◆ Goal of the exercise ◆
Substitute "locator" for every "detector" in the lines from the start of the records through the line holding "[0, 0, 227, 61]", inclusive. Give only those lines again, with everything else unchanged.

◆ Data excerpts ◆

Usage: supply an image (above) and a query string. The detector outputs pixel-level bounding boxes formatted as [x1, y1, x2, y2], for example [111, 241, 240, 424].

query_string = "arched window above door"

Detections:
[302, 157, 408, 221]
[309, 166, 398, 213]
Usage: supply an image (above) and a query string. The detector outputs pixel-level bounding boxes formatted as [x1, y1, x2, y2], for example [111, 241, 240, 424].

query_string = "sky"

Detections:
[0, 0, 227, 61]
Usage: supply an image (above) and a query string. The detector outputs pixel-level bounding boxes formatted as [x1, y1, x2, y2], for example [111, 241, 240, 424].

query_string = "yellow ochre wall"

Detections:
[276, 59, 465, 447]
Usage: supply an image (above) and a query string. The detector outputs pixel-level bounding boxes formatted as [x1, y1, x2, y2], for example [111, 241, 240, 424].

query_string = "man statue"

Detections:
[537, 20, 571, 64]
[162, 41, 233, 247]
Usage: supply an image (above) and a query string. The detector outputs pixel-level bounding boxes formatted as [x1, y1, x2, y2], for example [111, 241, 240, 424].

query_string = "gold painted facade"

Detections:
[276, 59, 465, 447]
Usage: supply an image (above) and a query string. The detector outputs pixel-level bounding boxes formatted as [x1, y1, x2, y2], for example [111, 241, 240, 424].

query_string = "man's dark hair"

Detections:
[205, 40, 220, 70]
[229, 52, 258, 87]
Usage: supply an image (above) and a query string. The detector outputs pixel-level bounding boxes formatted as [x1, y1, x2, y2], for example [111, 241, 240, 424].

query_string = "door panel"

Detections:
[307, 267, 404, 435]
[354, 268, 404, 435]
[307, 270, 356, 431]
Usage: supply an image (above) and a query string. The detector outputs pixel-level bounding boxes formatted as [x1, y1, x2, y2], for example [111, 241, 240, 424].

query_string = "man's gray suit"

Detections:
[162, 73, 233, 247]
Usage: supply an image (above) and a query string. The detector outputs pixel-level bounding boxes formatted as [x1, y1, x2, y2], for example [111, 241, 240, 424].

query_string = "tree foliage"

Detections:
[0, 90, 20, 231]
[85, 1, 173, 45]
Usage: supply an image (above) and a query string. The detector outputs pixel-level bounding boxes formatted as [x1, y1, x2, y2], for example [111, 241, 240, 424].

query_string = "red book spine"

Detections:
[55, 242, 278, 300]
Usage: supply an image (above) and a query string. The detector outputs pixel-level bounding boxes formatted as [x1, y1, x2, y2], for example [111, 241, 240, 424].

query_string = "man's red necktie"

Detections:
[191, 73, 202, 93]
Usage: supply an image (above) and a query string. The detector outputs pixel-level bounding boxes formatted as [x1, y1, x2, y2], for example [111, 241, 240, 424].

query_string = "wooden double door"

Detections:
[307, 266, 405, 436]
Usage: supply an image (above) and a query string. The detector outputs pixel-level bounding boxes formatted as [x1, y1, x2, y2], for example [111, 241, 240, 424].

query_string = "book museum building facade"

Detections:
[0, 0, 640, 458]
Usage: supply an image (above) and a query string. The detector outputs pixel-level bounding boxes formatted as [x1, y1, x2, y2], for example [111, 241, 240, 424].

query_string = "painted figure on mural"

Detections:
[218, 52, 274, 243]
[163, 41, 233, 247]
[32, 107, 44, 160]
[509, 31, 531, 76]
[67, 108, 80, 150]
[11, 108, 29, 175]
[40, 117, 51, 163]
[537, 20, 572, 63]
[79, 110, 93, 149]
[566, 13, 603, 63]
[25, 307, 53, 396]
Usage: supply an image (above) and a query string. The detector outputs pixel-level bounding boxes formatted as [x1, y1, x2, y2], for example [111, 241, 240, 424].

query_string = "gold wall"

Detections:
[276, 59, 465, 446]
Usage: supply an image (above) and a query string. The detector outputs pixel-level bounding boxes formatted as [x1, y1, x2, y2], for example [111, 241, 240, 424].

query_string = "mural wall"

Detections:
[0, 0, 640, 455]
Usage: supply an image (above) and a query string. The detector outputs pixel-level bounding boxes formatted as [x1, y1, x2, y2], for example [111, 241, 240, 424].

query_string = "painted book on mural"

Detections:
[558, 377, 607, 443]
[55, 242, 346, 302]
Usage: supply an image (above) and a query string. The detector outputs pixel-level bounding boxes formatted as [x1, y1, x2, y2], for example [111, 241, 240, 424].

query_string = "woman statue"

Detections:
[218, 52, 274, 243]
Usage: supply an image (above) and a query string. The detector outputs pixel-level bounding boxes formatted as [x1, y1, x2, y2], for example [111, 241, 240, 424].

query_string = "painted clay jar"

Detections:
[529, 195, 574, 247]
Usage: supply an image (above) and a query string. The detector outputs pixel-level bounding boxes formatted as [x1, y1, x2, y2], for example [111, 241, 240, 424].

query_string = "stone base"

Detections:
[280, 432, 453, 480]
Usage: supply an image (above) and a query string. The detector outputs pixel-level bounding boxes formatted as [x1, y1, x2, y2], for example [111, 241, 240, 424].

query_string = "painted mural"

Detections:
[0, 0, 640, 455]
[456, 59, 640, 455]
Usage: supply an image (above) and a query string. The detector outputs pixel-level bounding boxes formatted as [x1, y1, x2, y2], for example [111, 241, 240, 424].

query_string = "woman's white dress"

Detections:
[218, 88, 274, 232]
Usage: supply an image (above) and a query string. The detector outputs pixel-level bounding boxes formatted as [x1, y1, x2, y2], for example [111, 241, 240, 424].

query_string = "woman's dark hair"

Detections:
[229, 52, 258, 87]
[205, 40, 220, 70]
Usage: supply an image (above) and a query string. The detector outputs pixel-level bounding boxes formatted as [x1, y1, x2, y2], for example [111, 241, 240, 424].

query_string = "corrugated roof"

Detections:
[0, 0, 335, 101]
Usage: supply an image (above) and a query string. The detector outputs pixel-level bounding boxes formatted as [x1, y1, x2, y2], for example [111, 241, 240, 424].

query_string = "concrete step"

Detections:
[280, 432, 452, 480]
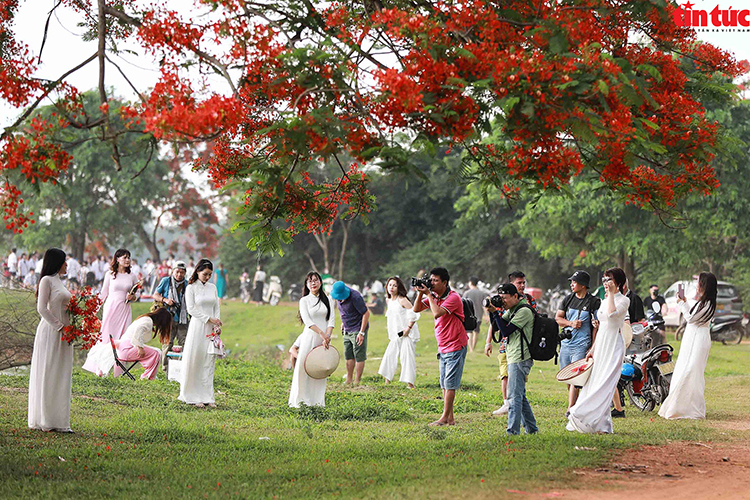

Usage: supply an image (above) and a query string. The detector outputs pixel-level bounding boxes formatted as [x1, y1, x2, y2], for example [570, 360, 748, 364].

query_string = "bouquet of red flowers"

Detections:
[62, 287, 102, 350]
[206, 325, 227, 358]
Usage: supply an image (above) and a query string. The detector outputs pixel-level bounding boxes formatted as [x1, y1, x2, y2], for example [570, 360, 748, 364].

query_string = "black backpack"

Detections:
[461, 297, 479, 332]
[511, 304, 560, 364]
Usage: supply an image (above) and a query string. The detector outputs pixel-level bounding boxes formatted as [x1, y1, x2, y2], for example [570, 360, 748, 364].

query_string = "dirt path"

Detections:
[524, 430, 750, 500]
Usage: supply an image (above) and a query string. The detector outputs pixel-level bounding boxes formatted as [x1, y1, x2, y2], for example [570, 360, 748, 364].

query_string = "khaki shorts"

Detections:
[344, 332, 369, 363]
[497, 352, 508, 378]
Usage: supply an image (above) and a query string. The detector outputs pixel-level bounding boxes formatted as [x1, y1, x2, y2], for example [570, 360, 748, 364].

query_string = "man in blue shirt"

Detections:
[555, 271, 601, 416]
[331, 281, 370, 385]
[154, 260, 188, 371]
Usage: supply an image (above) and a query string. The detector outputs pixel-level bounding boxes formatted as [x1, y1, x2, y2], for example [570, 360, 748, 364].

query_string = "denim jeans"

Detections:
[507, 359, 539, 435]
[440, 346, 467, 390]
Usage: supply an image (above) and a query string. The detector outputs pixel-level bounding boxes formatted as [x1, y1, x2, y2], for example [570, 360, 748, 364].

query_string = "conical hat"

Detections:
[305, 345, 341, 379]
[556, 358, 594, 387]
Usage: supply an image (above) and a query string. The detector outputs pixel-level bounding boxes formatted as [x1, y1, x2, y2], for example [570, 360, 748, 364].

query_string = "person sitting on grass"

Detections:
[115, 307, 172, 380]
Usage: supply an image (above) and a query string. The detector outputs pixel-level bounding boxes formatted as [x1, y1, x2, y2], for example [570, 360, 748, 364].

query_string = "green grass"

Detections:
[0, 302, 750, 499]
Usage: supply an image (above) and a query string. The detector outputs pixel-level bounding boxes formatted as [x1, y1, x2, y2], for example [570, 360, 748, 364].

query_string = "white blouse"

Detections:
[185, 280, 221, 324]
[385, 299, 421, 342]
[36, 274, 71, 332]
[680, 300, 712, 326]
[299, 291, 336, 332]
[120, 316, 154, 347]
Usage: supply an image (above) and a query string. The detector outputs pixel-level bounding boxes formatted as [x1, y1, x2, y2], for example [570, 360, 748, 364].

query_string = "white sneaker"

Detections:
[492, 399, 510, 415]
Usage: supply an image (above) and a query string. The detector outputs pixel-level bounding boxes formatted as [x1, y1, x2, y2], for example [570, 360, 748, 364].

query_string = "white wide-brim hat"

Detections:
[305, 345, 341, 379]
[556, 358, 594, 387]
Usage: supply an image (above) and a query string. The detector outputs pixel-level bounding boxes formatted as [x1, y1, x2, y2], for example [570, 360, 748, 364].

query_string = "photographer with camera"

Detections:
[485, 283, 539, 435]
[488, 271, 536, 415]
[154, 260, 190, 371]
[555, 271, 601, 417]
[412, 267, 469, 426]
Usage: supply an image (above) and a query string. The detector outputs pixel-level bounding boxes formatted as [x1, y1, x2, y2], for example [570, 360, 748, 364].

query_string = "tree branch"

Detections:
[0, 53, 98, 139]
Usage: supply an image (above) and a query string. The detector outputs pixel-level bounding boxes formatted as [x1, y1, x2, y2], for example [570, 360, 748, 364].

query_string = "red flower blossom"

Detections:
[62, 287, 103, 350]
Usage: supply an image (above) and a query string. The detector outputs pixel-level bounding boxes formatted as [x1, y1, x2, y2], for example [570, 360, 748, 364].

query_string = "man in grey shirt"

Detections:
[464, 276, 488, 352]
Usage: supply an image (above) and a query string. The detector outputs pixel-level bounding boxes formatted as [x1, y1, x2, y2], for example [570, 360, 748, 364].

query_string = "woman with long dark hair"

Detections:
[115, 307, 172, 380]
[378, 276, 420, 389]
[83, 248, 142, 377]
[289, 271, 336, 408]
[659, 273, 718, 419]
[567, 267, 630, 433]
[29, 248, 73, 432]
[178, 259, 222, 408]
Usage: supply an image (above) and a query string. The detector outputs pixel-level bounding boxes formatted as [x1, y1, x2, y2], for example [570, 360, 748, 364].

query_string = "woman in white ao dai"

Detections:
[378, 277, 420, 389]
[289, 272, 336, 408]
[566, 268, 630, 433]
[178, 259, 222, 407]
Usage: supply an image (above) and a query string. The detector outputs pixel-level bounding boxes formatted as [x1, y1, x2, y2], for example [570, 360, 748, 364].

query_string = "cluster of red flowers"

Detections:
[62, 287, 102, 350]
[0, 0, 748, 241]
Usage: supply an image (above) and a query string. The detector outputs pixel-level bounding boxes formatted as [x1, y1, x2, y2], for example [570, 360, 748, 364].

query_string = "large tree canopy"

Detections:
[0, 0, 741, 248]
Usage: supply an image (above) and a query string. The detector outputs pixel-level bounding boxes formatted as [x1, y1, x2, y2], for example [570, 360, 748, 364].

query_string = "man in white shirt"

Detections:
[23, 268, 39, 289]
[18, 253, 29, 283]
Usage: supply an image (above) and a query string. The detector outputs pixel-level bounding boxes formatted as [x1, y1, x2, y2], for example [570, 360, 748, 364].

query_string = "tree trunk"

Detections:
[70, 208, 88, 262]
[338, 221, 351, 281]
[313, 228, 331, 273]
[617, 250, 637, 290]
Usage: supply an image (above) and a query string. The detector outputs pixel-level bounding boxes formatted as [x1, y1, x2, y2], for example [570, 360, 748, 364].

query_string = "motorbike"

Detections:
[625, 314, 664, 355]
[263, 276, 283, 306]
[675, 313, 750, 345]
[617, 344, 674, 411]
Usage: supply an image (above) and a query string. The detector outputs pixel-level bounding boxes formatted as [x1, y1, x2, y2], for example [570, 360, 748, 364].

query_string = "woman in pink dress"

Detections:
[83, 248, 141, 377]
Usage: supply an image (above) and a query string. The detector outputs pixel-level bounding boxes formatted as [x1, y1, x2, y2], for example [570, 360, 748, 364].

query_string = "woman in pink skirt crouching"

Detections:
[115, 307, 172, 380]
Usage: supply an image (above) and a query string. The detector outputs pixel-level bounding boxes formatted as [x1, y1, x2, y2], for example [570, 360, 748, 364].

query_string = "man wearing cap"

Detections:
[555, 271, 601, 416]
[331, 281, 370, 385]
[154, 260, 188, 371]
[487, 283, 539, 435]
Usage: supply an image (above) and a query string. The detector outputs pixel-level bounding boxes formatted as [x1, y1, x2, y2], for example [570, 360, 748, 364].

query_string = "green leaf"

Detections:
[635, 64, 662, 82]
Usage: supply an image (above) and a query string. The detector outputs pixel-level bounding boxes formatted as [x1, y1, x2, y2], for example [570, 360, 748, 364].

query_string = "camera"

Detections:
[411, 276, 432, 290]
[482, 295, 503, 309]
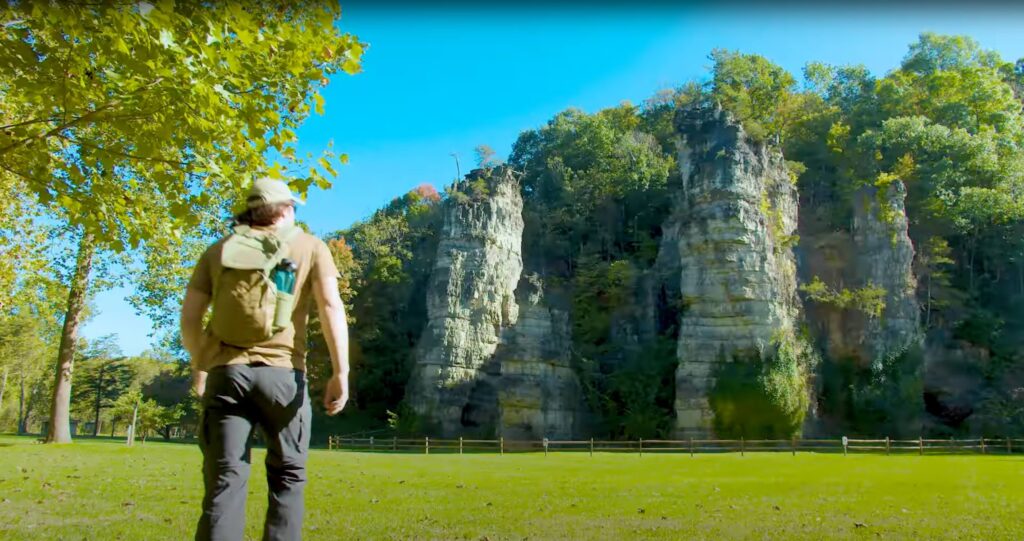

◆ Output of the exercise ◆
Usage: supply an image (above) and a query string. The locator outputs pixel-level bounding boxes formatted as [x1, y1, x2, y2], for example [111, 241, 240, 424].

query_string = "arched window above door"

Detections:
[302, 157, 408, 221]
[309, 166, 398, 213]
Usage: supply an image (above) and a query string. The locator outputs pixel-level bounding boxes formatted as [x1, y1, x2, y2], for example [111, 241, 240, 424].

query_string = "sky"

Detections:
[0, 0, 227, 61]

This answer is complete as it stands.